### DATA:
►

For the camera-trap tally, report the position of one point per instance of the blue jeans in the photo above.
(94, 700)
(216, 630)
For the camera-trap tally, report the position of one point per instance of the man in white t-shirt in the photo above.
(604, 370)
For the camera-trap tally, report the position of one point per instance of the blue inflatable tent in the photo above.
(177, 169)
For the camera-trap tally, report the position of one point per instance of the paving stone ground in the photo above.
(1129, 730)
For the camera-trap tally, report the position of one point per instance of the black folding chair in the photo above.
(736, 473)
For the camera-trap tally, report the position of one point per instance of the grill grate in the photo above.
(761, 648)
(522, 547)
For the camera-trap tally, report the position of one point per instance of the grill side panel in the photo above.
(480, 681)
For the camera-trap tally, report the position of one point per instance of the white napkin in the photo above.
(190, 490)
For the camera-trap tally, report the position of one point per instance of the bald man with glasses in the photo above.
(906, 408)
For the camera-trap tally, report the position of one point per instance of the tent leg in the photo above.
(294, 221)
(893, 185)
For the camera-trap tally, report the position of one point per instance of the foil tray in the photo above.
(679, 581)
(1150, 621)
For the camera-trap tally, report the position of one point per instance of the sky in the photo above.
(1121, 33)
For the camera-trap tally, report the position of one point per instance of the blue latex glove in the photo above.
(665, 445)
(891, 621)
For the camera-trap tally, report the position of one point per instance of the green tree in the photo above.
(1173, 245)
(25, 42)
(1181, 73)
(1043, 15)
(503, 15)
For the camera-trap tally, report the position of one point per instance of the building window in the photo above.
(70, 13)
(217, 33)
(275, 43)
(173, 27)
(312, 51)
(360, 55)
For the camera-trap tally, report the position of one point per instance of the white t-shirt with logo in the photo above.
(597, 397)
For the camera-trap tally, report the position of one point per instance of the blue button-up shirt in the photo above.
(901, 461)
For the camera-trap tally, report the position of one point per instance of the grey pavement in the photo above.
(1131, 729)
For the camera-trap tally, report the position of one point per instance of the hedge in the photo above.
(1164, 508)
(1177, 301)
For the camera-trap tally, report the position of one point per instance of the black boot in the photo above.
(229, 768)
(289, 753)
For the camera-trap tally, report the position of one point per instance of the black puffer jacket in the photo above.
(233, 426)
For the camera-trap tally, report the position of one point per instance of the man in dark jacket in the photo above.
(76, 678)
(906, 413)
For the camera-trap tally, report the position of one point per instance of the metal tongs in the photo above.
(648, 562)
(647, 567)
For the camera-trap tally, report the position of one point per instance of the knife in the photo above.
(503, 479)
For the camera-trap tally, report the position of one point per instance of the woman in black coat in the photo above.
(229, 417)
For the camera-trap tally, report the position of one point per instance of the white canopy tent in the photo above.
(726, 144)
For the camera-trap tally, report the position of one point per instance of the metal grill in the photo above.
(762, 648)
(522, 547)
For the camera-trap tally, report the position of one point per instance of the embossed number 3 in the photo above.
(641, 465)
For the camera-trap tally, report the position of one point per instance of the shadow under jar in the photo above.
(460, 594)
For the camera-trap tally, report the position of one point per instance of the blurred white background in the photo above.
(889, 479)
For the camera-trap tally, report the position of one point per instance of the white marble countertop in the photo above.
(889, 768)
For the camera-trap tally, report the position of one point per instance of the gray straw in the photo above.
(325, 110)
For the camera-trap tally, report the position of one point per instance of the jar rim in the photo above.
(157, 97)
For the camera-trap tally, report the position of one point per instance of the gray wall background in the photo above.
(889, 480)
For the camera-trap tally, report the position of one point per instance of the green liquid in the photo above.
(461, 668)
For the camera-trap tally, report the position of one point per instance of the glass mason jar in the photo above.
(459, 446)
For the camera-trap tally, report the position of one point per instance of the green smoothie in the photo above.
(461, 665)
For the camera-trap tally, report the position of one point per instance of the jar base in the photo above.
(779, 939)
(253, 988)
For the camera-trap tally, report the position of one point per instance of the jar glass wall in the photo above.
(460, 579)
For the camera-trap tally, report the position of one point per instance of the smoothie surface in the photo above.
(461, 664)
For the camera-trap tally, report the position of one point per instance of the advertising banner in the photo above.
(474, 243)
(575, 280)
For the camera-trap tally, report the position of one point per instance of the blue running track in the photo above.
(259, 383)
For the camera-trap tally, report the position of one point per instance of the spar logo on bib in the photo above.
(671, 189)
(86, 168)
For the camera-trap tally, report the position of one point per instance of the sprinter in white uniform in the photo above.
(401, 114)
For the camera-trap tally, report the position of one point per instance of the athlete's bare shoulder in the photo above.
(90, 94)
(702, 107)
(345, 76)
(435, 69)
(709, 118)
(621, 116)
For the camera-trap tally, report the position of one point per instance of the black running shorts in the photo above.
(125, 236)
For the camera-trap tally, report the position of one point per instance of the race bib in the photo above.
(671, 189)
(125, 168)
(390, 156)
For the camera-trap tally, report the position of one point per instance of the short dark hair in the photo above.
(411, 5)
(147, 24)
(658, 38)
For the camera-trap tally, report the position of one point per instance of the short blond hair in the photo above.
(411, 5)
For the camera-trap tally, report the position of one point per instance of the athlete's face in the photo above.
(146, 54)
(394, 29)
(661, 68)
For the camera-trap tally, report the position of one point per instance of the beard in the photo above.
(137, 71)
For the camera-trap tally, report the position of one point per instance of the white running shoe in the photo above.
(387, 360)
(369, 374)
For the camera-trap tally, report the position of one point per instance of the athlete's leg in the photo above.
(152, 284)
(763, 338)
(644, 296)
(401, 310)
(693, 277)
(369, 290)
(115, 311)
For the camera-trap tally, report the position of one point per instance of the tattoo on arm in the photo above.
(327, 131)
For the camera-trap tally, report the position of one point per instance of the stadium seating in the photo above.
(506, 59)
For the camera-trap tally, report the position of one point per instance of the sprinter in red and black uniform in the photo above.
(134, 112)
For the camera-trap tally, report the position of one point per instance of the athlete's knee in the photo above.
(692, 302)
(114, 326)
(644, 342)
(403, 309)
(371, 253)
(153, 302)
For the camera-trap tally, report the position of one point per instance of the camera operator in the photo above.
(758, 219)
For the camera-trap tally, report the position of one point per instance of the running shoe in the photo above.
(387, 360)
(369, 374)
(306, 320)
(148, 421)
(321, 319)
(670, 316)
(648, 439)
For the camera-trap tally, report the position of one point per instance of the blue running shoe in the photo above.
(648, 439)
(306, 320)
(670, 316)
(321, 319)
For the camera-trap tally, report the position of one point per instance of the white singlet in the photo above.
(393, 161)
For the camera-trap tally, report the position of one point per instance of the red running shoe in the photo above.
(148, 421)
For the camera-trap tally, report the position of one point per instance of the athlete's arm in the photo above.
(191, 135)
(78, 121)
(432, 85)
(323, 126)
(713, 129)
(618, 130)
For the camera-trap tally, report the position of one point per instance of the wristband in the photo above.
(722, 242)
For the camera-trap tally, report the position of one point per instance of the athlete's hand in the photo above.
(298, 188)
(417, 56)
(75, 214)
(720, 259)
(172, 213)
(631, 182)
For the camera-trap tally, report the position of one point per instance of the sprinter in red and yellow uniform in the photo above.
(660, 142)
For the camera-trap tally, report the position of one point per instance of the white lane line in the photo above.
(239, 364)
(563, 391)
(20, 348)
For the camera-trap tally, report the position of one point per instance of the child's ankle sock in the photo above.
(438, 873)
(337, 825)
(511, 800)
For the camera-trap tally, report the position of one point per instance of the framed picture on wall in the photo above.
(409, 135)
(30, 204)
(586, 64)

◄

### DESCRIPTION OF THE TASK:
All of the lines above must be returned exactly.

### EXERCISE RESPONSE:
For the camera-trap tally, report the position of one point per instance of the blue jeans in the photo above.
(94, 700)
(216, 630)
For the camera-trap tally, report the position of one point per instance of the man in white t-shirt in the photo above.
(604, 370)
For the camera-trap tally, report the position of one point per instance of the blue inflatable tent in the photo above.
(177, 169)
For the camera-trap tally, report the position of one point per instance of the paving stone ground in the photo above.
(1129, 730)
For the camera-trap tally, report the position of one point per instance of the black folding chair in the photo above.
(736, 473)
For the camera-trap tally, report the position of one point per instance of the grill grate in the photo above.
(761, 648)
(522, 547)
For the camera-trap tally, report the position of one point per instance of the grill side panel in the photo above.
(480, 681)
For the camera-trap tally, report the position of one point per instance of the white napkin in the photo above.
(190, 490)
For the camera-trap tally, report the position of one point per instance of the bald man with glasses in the photo above.
(906, 408)
For the camera-trap tally, report the position of one point per instance of the tent leg in the photo above.
(294, 221)
(893, 185)
For the camera-trap tally, report the position of one point per instance of the foil tray in the photo above.
(679, 581)
(1150, 621)
For the camera-trap tally, report the position of one point per instance of the sky in the photo above.
(1121, 33)
For the camera-trap tally, report the position of one point per instance of the blue latex glove in the photo above.
(665, 445)
(891, 621)
For the camera-trap tally, report the position of one point per instance of the green tree in the photo above.
(1173, 245)
(25, 42)
(1181, 73)
(1043, 15)
(503, 15)
For the camera-trap tally, report the position of one point per instance of the building window in the photo above.
(70, 13)
(217, 33)
(275, 43)
(173, 27)
(312, 51)
(360, 55)
For the camera-trap tally, report the position of one point per instance of the white t-shirt with logo in the photo above.
(597, 397)
For the camera-trap tally, report the position of one point per instance of the blue button-up shirt in the photo above.
(901, 461)
For the camera-trap tally, report the position of one point per instance of the grey pavement in the photo above.
(1131, 729)
For the camera-trap tally, report the position of one point per instance of the hedge in the photo above.
(1164, 508)
(1177, 301)
For the camera-trap tally, report the position of one point per instance of the black boot in the photo above.
(229, 768)
(289, 753)
For the camera-trap tally, report the position of one point per instance of the black puffer jacket in the photo above.
(233, 426)
For the camera-trap tally, report the position of one point per instance of the man in dark jacket in the photo above.
(76, 678)
(906, 413)
For the camera-trap tally, report the position of one point per instance of the metal tongs in the photo above.
(648, 562)
(647, 567)
For the camera-trap tally, report the position of one point per instance of the knife in the photo above.
(503, 479)
For the camera-trap tally, report the position of one point per instance of the woman in black coat in the photo above.
(229, 417)
For the camera-trap tally, report the position of one point per instance of the white canopy tent in the photo above.
(726, 144)
For the camera-trap tally, report the position of one point per instance of the metal grill in the photo above.
(762, 648)
(522, 547)
For the camera-trap tally, report the position of one point per instance of the embossed number 3 in the photo above.
(641, 465)
For the camera-trap tally, report the position of one point per instance of the shadow under jar in the photo above.
(460, 594)
For the camera-trap tally, report the position of one point per instance of the blurred white background in the photo above.
(889, 479)
For the camera-trap tally, report the position of one point per instance of the white marble countertop in the photo above.
(889, 768)
For the camera-trap tally, report the position of one point per instance of the gray straw in the photo above.
(325, 110)
For the camera-trap tally, report the position of one point per instance of the jar rim in the photo above.
(157, 97)
For the camera-trap tally, report the position of one point per instance of the gray wall background in the photo above.
(889, 480)
For the camera-trap tally, report the position of one point per instance of the green liquid in the photo above.
(461, 668)
For the camera-trap tally, report the position of one point per instance of the glass mason jar in the photo above.
(459, 446)
For the camera-trap tally, report the position of one point per instance of the green smoothie in the photo above.
(461, 665)
For the camera-trap tally, report the position of one point per instance of the jar base in the photo above.
(779, 939)
(253, 988)
For the camera-trap tally, report the position of one point per instance of the jar glass wall in the photo above.
(460, 579)
For the camera-trap tally, report the position of one point per instance of the smoothie surface in the photo above.
(461, 664)
For the camera-trap tally, report the position of one point per instance of the advertising banner in the photo above.
(474, 243)
(575, 280)
For the camera-trap tally, report the position of one point per instance of the blue running track in the photo above.
(259, 383)
For the camera-trap tally, report the position of one point per instance of the spar logo on bib in the photo above.
(671, 189)
(86, 168)
For the camera-trap tally, report the position of one point per instance of the sprinter in white uniform in the photo above.
(401, 114)
For the camera-trap tally, report the position of one point per instance of the athlete's bare shoulder in the photo above.
(90, 94)
(702, 107)
(345, 76)
(435, 69)
(709, 118)
(621, 116)
For the camera-trap tally, report the position of one point per instance of the black running shorts in the photo above.
(125, 236)
For the camera-trap tally, report the position of one point per instance of the race bib in the photo above.
(671, 189)
(125, 168)
(390, 156)
For the camera-trap tally, report the position of one point per instance of the short dark hair in the photo above.
(411, 5)
(147, 24)
(658, 38)
For the camera-trap tally, report the position of one point per instance of the short blond hair in the photo above.
(411, 5)
For the camera-trap tally, report the position of one point per instance of the athlete's face in the photo above.
(146, 54)
(394, 29)
(661, 68)
For the camera-trap tally, report the position of one point per instance of the beard in the photo above.
(137, 71)
For the camera-trap tally, report the position of one point per instance of the white running shoe in the photo above.
(387, 360)
(369, 374)
For the camera-trap tally, report the position of one point per instance of the athlete's leg in the photo above.
(152, 284)
(763, 338)
(644, 296)
(401, 310)
(693, 277)
(369, 290)
(115, 311)
For the camera-trap tally, report the position of one point per instance of the tattoo on arm in the photo above.
(327, 131)
For the camera-trap tally, report the position of one point per instance of the stadium seating in the photo above.
(506, 59)
For the camera-trap tally, report the position of one point per instance of the sprinter in red and black uniform in the photo above.
(134, 112)
For the camera-trap tally, report the position of one point per instance of the athlete's knee in the photo above.
(692, 302)
(114, 326)
(644, 342)
(403, 309)
(371, 253)
(153, 302)
For the camera-trap tally, report the position of one point per instance of the camera operator in the photo above.
(758, 219)
For the camera-trap tally, report the position of one point per instance of the running shoe in the photo above.
(387, 360)
(369, 374)
(306, 320)
(148, 421)
(321, 319)
(670, 316)
(648, 439)
For the camera-trap tally, report the position of one point per instance of the blue running shoe in the photo above.
(648, 439)
(306, 320)
(670, 316)
(321, 319)
For the camera-trap tally, report the position of one point per instance of the white singlet in the photo above.
(393, 161)
For the camera-trap tally, report the position of one point per instance of the red running shoe in the photo above.
(148, 421)
For the camera-trap tally, report the position of one point per instance of the athlete's arm in the photo above.
(191, 135)
(78, 121)
(432, 85)
(323, 126)
(713, 129)
(618, 130)
For the camera-trap tally, report the position of one point per instance of the wristband in the photo above.
(722, 242)
For the camera-trap tally, report the position of one point per instance of the athlete's hand in the photo above.
(298, 188)
(417, 56)
(75, 214)
(720, 259)
(172, 213)
(631, 182)
For the camera-trap tally, report the position of one point per instance of the sprinter in red and yellow uniform in the photo above.
(660, 142)
For the camera-trap tally, report the position of one point per instance of the white lane line in the photo above.
(239, 364)
(563, 391)
(20, 348)
For the camera-trap tally, report the position of one point per instance of the child's ankle sock in the photo above.
(438, 873)
(337, 825)
(511, 800)
For the camera-trap tally, report the position of one point per instance of the framed picture on wall in the photo above.
(409, 135)
(30, 204)
(586, 64)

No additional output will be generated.